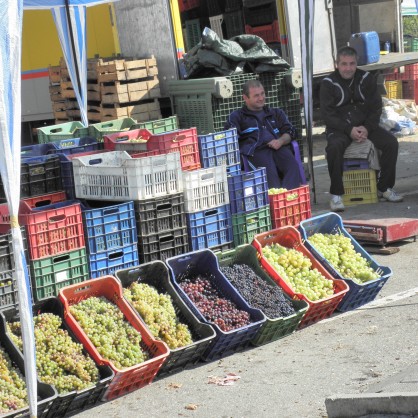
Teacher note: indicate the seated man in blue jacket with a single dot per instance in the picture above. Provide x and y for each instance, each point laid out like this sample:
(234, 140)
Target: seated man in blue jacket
(264, 134)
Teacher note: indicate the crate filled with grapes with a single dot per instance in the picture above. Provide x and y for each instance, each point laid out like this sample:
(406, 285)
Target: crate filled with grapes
(14, 400)
(149, 290)
(345, 259)
(283, 314)
(61, 360)
(299, 273)
(113, 334)
(210, 296)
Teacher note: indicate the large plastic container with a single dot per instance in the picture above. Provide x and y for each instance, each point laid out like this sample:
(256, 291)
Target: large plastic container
(156, 274)
(359, 294)
(367, 46)
(203, 262)
(273, 328)
(130, 378)
(289, 237)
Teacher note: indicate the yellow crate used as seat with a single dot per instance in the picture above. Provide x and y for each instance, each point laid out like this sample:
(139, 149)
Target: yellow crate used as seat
(359, 187)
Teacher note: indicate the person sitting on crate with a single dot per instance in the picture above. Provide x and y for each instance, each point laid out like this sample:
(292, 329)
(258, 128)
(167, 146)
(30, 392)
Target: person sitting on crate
(264, 135)
(351, 106)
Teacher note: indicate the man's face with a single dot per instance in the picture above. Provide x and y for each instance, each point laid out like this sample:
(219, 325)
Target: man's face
(256, 98)
(347, 66)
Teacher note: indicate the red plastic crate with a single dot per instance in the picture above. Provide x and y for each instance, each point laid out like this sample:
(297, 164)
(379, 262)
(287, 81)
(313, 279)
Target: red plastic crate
(50, 230)
(269, 33)
(290, 212)
(131, 378)
(289, 237)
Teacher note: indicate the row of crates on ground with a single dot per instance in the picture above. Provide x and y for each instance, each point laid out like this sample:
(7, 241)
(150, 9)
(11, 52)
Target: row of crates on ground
(210, 342)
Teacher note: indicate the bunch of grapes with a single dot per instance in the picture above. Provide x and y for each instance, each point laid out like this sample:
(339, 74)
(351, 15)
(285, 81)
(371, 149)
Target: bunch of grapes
(212, 305)
(114, 337)
(339, 251)
(257, 292)
(158, 312)
(296, 269)
(13, 394)
(60, 361)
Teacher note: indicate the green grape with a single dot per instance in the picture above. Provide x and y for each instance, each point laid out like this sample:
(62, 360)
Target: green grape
(158, 312)
(339, 251)
(296, 270)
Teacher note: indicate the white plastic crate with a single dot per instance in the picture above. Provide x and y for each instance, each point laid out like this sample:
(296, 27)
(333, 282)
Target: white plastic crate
(119, 177)
(205, 188)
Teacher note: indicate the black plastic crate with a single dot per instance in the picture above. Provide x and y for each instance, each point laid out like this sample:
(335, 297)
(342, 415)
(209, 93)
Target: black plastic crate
(163, 245)
(75, 401)
(156, 274)
(160, 214)
(46, 393)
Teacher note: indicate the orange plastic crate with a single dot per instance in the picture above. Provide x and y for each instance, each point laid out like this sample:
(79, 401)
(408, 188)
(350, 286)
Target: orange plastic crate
(289, 237)
(285, 210)
(131, 378)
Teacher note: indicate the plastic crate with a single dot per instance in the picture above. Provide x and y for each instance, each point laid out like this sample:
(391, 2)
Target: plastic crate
(108, 226)
(76, 400)
(288, 209)
(50, 274)
(160, 214)
(183, 141)
(289, 237)
(248, 191)
(107, 262)
(205, 189)
(273, 328)
(210, 228)
(131, 378)
(117, 176)
(246, 225)
(156, 274)
(225, 343)
(355, 164)
(163, 245)
(219, 148)
(99, 130)
(61, 131)
(158, 126)
(359, 187)
(359, 294)
(46, 393)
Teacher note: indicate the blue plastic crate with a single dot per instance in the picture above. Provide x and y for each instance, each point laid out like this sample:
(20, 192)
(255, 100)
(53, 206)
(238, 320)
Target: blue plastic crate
(248, 190)
(108, 226)
(210, 228)
(220, 148)
(107, 262)
(203, 262)
(76, 145)
(359, 294)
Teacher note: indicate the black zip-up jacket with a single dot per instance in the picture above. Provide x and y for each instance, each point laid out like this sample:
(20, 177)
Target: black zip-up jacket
(249, 132)
(348, 103)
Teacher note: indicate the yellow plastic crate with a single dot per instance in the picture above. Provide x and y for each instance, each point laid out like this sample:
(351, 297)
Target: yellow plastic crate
(359, 187)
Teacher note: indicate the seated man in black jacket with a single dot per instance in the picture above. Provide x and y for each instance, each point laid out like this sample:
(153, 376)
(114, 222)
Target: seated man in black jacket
(264, 134)
(351, 107)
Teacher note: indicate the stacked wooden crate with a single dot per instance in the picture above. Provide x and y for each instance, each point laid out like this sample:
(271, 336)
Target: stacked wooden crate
(129, 88)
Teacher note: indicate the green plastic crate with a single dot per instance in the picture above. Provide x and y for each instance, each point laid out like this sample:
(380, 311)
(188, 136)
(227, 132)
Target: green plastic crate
(65, 130)
(272, 329)
(246, 225)
(158, 126)
(50, 274)
(98, 130)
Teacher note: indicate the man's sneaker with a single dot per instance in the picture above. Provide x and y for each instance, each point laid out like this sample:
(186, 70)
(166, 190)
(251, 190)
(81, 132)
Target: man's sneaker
(336, 204)
(390, 195)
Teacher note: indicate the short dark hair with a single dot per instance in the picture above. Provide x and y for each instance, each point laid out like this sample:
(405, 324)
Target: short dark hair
(248, 84)
(346, 51)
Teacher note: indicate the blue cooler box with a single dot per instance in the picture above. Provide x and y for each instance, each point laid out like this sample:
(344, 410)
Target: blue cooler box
(367, 46)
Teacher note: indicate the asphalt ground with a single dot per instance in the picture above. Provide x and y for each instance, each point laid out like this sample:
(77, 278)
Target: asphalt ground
(358, 363)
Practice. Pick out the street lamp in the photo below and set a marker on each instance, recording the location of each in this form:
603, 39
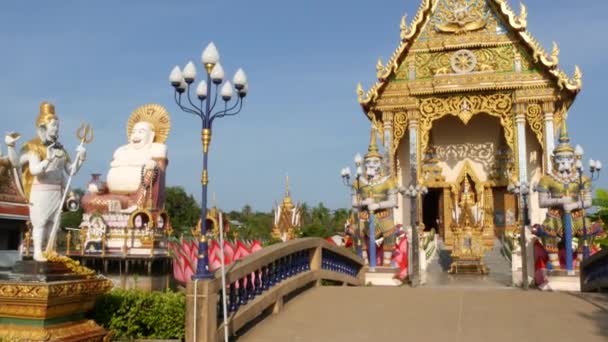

══════════

§ **Task objective**
Reproduce the data from the line containing "Teacher note: indicate the blue cooler" through the end of the data, inclusive, requests included, with every answer coordinate multiplied by 1.5 and rounded to a whole number, halves rounded up. Leave all other numbers unchanged, and omit the pictures.

§ **Answer to this task**
Teacher note: indicate the blue cooler box with a single dot per instance in the picture above. Provide x and y for each instance, each point laid out like this sample:
(344, 410)
Target: blue cooler box
(551, 69)
Teacher note: indicate the asphalt ground with a single dot per instance in the picture above. Provide x and y for each instance, each point laid out like this sample:
(77, 278)
Target: asphalt ground
(537, 545)
Practice. Pick out the street lamp in the photo below and set a marker on each instance, recording the location of each in this form:
603, 39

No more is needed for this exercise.